- _Directions for this task_
Counting only lines of the listing below that hold the word "foliage", give the total and nothing else.

- _Records shown_
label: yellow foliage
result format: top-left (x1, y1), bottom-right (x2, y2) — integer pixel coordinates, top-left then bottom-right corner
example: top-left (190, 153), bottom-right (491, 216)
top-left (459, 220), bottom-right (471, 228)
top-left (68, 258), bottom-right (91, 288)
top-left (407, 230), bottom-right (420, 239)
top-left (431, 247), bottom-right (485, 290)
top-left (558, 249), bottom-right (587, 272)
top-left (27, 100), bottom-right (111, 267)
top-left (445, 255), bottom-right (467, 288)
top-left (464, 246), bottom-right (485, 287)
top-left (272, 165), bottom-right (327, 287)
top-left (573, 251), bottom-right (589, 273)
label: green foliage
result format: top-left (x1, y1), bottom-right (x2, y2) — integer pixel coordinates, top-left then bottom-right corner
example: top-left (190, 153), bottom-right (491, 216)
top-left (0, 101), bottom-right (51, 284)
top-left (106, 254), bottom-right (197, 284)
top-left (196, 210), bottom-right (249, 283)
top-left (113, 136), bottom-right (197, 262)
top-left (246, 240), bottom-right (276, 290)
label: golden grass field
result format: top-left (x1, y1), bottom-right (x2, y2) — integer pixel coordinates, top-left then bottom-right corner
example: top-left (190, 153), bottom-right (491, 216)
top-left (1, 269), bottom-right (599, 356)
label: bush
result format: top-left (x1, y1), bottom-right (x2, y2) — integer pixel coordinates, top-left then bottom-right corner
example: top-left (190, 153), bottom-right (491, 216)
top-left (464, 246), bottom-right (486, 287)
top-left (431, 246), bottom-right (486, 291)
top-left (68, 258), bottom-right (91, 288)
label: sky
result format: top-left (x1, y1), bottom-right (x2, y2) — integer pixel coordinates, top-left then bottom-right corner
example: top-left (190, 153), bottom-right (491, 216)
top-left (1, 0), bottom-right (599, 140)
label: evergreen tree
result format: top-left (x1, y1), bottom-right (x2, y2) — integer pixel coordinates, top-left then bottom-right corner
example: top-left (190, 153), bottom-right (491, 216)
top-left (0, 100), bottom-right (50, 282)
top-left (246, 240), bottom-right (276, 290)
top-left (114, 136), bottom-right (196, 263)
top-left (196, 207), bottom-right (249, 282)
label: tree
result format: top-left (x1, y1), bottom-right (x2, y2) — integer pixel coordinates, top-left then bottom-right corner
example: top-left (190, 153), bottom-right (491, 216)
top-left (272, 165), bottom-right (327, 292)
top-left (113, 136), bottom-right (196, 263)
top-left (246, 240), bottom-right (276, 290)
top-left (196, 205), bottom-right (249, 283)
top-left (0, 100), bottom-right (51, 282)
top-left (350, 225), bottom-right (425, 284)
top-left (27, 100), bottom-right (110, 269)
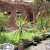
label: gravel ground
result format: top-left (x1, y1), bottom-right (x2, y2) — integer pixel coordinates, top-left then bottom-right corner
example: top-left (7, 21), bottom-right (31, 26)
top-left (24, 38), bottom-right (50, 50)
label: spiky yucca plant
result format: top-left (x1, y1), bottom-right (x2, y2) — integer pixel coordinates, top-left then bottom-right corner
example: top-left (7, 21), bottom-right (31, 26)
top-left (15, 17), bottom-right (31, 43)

- _Solution to this problem_
2